_Recorded data:_
+ + + + + + +

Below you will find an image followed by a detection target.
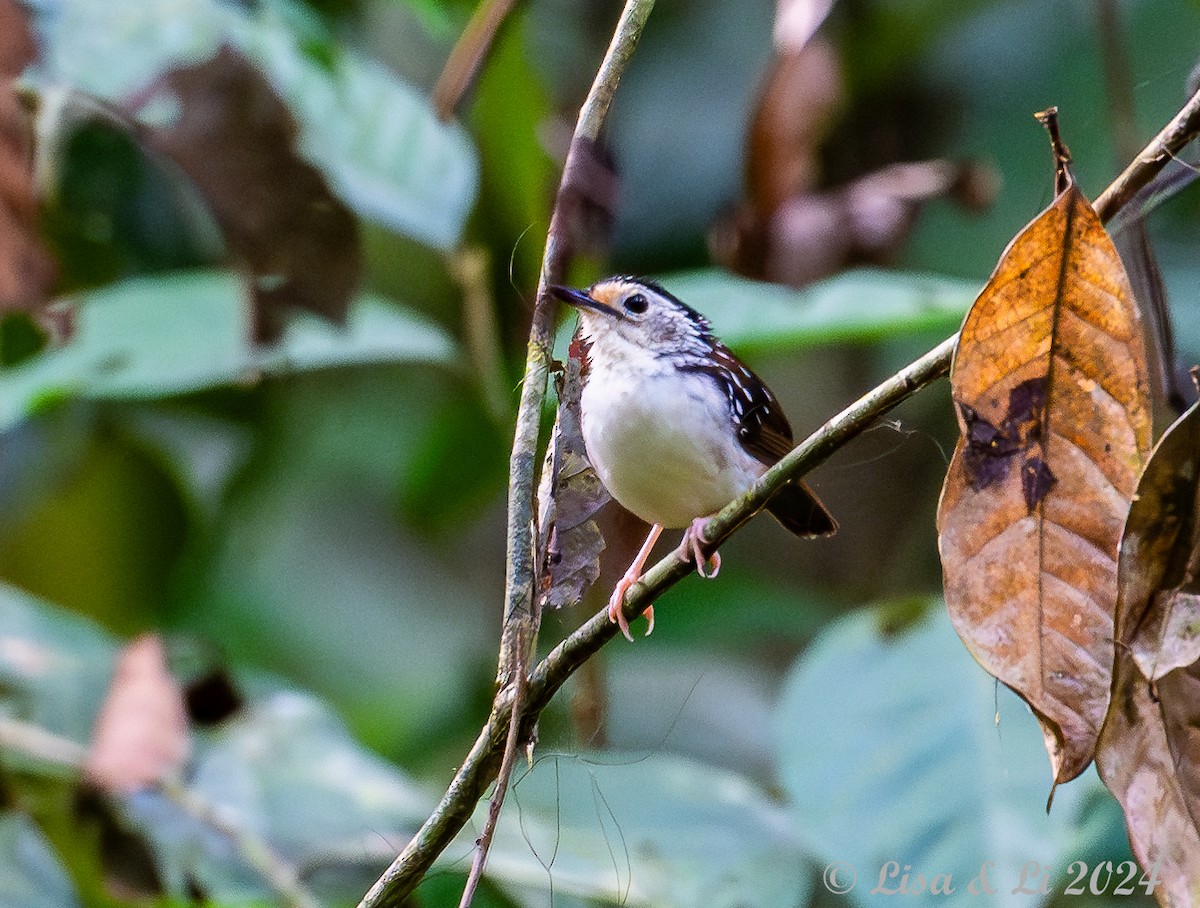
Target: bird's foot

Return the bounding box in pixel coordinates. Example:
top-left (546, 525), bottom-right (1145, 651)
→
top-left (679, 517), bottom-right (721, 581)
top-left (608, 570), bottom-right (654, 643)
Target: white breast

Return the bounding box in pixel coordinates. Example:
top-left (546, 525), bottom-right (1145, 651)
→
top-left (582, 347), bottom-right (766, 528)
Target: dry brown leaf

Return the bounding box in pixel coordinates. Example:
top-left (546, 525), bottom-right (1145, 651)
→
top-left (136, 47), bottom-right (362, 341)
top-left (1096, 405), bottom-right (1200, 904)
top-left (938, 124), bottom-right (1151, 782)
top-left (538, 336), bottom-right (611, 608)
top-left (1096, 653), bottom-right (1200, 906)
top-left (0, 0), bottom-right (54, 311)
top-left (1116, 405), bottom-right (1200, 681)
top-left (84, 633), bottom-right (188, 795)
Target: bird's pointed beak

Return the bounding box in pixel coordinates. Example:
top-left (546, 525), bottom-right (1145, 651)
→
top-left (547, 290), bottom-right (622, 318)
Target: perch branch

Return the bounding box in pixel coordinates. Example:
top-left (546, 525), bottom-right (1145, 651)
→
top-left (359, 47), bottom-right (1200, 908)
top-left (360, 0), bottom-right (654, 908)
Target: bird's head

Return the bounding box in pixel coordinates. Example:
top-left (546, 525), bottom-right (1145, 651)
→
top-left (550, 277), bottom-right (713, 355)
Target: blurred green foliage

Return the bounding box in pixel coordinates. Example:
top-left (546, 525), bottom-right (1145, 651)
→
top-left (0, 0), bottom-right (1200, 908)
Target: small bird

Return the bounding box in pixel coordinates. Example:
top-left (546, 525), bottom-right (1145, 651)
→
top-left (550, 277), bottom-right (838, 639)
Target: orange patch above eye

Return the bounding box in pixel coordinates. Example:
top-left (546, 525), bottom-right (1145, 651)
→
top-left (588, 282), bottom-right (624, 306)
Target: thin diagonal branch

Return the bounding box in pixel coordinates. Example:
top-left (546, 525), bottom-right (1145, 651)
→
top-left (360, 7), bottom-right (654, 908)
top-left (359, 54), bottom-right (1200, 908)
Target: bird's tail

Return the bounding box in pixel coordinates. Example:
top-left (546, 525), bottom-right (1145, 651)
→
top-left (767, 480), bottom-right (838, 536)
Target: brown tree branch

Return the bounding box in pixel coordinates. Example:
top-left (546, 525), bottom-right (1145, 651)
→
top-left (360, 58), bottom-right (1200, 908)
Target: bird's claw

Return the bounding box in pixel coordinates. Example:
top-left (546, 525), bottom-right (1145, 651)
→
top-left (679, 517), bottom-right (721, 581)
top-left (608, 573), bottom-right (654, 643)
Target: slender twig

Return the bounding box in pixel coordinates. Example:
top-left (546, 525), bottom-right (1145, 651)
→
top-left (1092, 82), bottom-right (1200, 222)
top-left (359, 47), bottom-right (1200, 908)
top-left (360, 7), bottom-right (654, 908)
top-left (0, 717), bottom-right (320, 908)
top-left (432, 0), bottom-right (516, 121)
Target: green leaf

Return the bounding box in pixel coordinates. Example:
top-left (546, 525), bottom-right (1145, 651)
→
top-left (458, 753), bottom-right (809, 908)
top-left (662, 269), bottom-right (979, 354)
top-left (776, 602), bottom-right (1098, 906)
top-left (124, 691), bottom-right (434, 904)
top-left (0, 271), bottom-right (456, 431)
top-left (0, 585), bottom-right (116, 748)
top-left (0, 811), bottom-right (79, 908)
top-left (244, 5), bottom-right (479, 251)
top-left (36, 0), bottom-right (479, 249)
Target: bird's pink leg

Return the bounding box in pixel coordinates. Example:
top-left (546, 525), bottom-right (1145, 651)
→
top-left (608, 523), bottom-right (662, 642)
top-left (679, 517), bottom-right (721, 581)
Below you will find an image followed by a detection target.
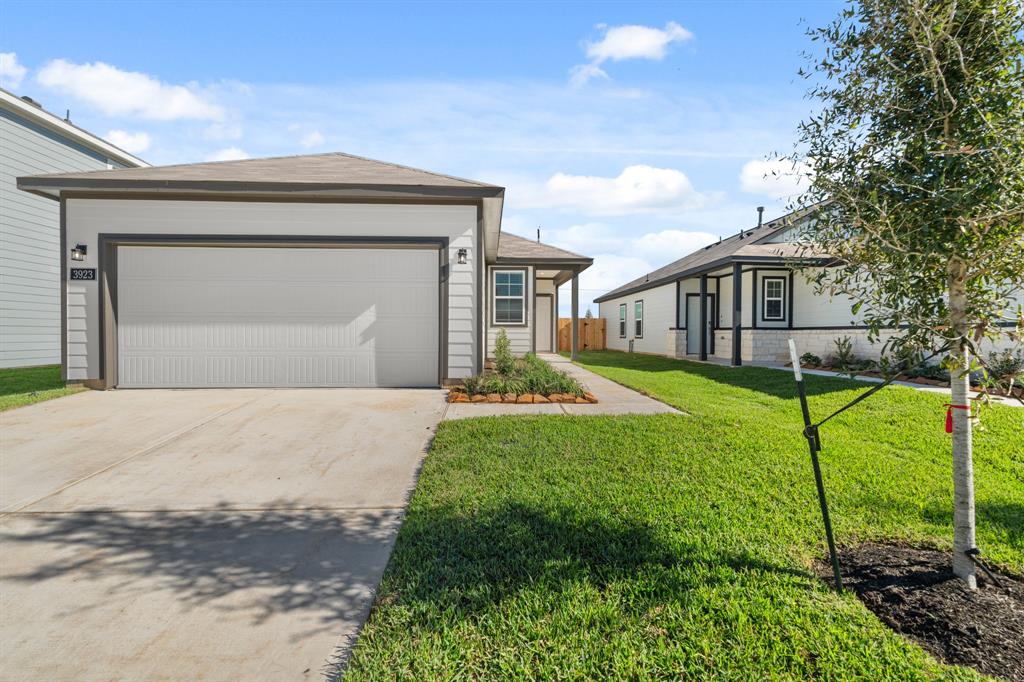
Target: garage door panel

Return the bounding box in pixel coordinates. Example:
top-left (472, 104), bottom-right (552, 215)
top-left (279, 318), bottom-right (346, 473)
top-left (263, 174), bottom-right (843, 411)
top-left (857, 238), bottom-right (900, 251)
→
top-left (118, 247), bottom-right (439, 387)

+ + + + + + +

_Exercise description:_
Please rewrite the rows above, everything from the line containing "Target: thin diagonal branch" down to the line containing "top-left (432, 0), bottom-right (516, 121)", both included. Shift every bounding-box coordinate in the answers up by 136 and keep everything else unchanged.

_Written response:_
Target: thin diagonal branch

Return the bounding box in pixel coordinates. Example:
top-left (546, 525), bottom-right (1145, 651)
→
top-left (496, 143), bottom-right (790, 1044)
top-left (495, 190), bottom-right (1336, 1044)
Target: bird's tail

Return the bounding box in pixel coordinates. Example:
top-left (546, 525), bottom-right (1145, 651)
→
top-left (903, 616), bottom-right (974, 672)
Target: brown tree branch

Return the bounding box in pixel coordinates. Example:
top-left (546, 525), bottom-right (1145, 651)
→
top-left (496, 194), bottom-right (1336, 1044)
Target: bird's claw

Return the bounding box in pixel coordinates. Example:
top-left (546, 525), bottom-right (1145, 651)
→
top-left (815, 653), bottom-right (857, 717)
top-left (744, 709), bottom-right (790, 779)
Target: slender twig

Return the bounding box in pixel coordinates. Example:
top-left (546, 525), bottom-right (1145, 651)
→
top-left (1228, 218), bottom-right (1336, 358)
top-left (495, 183), bottom-right (1336, 1044)
top-left (496, 143), bottom-right (790, 1044)
top-left (136, 853), bottom-right (456, 1044)
top-left (568, 136), bottom-right (652, 257)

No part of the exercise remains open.